PASSAGE EXTRAIT:

Un touriste, c’est souvent un portefeuille qui commente le peu qu’il voit sur un ton sans appel.
(Lyonel Trouillot, La belle amour humaine, Actes sud, 2011)
Je
suis en train de mettre la dernière main à mon préparatif de
voyage vers la Suisse et, plus précisément le tour du lac de Genève
à bicyclette avec le groupe intitulé Cyclo-biblio
du 18 au 24 juin (site :
http://www.cyclingforlibraries.org/cyclobiblio/edition-2017/ ;
page facebook : https://www.facebook.com/cyclobiblio/?fref=ts
si vous voulez nous suivre).
On
nous recommande vivement d’apporter un appareil nomade :
tablette, smartphone, laptop (heureusement que j’ai fait mon voyage
en cargo de 2015, j’ai appris du passager québécois que mon
vulgaire notebook était un laptop !). Comme je ne me suis
toujours mis ni à la tablette ni au smartphone (oh ! le vilain
retardataire
!),
je recharge en
ce moment mon
notebook (petit ordinateur portable, il a 7 h d’autonomie, c’est
plus que suffisant pour mon usage restreint, et je n’emporterai pas
le cordon d’alimentation, voyager léger, ça demande de s’alléger
à tous points de vue)
que je prendrai peut-être, s’il reste de la place.
Car
on doit emporter aussi quelques cadeaux à distribuer (pris deux
bouquins peu épais, un cd et un dvd, et
quelques petites nourritures terrestres de la région)
à la foule qui ne manquera de nous suivre le long de la route (nous
en sommes les nouveaux GÉANTS) et de nous acclamer ici et là, car
nous
devons
faire l’advocacy des bibliothèques. Ben oui, on parle autant franglais à
Cyclo-biblio que dans le quotidien Libération.

LISTE DES TÂCHES:
a: Dans les entrées, de la ligne contenant « Where can you see the snow-covered trail? » jusqu'à la fin des entrées incluse, remplacez « snowy » par « snow-laden ». Recopiez ensuite ces lignes sans rien y changer d'autre.
b: Poursuivez le récit des préparatifs du tour du lac de Genève à vélo avec Cyclo-biblio, en reprenant juste après sa dernière phrase.

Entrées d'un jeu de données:
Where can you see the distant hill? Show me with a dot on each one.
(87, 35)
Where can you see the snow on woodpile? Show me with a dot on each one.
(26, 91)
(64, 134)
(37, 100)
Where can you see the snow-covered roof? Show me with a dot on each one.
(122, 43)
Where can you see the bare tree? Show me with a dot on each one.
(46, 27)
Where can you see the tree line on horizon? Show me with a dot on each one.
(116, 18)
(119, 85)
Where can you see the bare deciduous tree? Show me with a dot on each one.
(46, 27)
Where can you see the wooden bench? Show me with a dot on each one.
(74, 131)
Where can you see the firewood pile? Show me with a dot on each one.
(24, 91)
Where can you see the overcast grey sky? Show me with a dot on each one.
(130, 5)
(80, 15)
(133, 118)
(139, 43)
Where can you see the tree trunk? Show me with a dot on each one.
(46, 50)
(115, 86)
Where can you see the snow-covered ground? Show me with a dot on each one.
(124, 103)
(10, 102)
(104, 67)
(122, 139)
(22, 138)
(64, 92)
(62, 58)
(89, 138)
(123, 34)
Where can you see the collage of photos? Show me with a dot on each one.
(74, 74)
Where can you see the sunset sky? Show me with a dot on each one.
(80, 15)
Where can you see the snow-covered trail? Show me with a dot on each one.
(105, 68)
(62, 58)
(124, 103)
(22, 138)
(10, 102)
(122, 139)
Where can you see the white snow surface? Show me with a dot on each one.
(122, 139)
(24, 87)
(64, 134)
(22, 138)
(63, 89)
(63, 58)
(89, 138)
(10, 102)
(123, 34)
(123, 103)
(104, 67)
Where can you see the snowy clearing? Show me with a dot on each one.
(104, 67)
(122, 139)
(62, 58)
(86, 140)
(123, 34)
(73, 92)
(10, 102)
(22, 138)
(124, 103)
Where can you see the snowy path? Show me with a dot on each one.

RÉPONSES:
a:
Where can you see the snow-covered trail? Show me with a dot on each one.
(105, 68)
(62, 58)
(124, 103)
(22, 138)
(10, 102)
(122, 139)
Where can you see the white snow surface? Show me with a dot on each one.
(122, 139)
(24, 87)
(64, 134)
(22, 138)
(63, 89)
(63, 58)
(89, 138)
(10, 102)
(123, 34)
(123, 103)
(104, 67)
Where can you see the snow-laden clearing? Show me with a dot on each one.
(104, 67)
(122, 139)
(62, 58)
(86, 140)
(123, 34)
(73, 92)
(10, 102)
(22, 138)
(124, 103)
Where can you see the snow-laden path? Show me with a dot on each one.

b:
Le mot promotion est nettement moins prestigieux qu’advocacy, dont
je n’avais jamais jamais entendu parler avant ce voyage et les
mails qui l’ont précédé (un mot qui semble utilisé aussi en
médecine, il est vrai que tous les congrès internationaux sont en
anglais !).
Bon,
tout ça n’est que broutilles. Je sens que je vais découvrir une
nouvelle langue de bois et qu’il va falloir m’adapter. Mais c’est
aussi pour ça que je me suis inscrit. Serai-je le seul retraité ?
Probable. Ça va m’amuser d’écouter nos jeunes
bibliothécaires-pédaleurs (ne l’étais-je pas moi-même
naguère ?), de les voir manier des concepts nouveaux, d’essayer
de comprendre
l’état
des lieux de la bibliothèque nouvelle (le mot médiathèque semble
déjà presque
dépassé).
Que
vais-je bien pouvoir leur apporter, à
mes camarades jeunots ?
De la même manière que j’ai eu l’impression, entre mon enfance
campagnarde landaise et mon départ à la retraite d’être passé
du Moyen âge au XXIème siècle, je vais sans doute avoir
l’impression, depuis mes débuts en bibliothèque (en 1960 tout de
même, à Mont de Marsan, en tant qu’usager) de passer des "Assis"
de Rimbaud (cf son poème du même titre où il se moque férocement
des bibliothécaires de Charleville : "Ces vieillards
ont toujours fait tresse
avec leurs sièges / - Oh ! ne
les faites pas lever
! C'est le naufrage...")
aux "geek-thécaires" actuels, toujours en avance sur leurs
usagers, toujours
à la pointe de l’innovation, de
peur sans
doute d’être
à la traîne. Je
revois encore ma vieille amie Monique R., condisciple à l’école
nationale supérieure des bibliothèques, qui me disait déjà, quand
je suis allé lui rendre visite à Lille en 1988 : « Nous voilà
transformés en bibliothécaires presse-boutons ! ».
Un
des derniers exemples est le changement de logiciel du site de la
Médiathèque de Bordeaux. Le précédent était très simple. Mais
pourquoi faire simple quand on peut faire compliqué (c’est un peu
comme le site des impôts) : résultat, la moindre recherche
demande des plombes [je
viens d’y jeter un œil, j’ai l’impression que l’ancien
système est revenu, z’ont dû recevoir des plaintes, ou alors j’ai
fait un cauchemar et j'aurai rêvé le nouveau logiciel].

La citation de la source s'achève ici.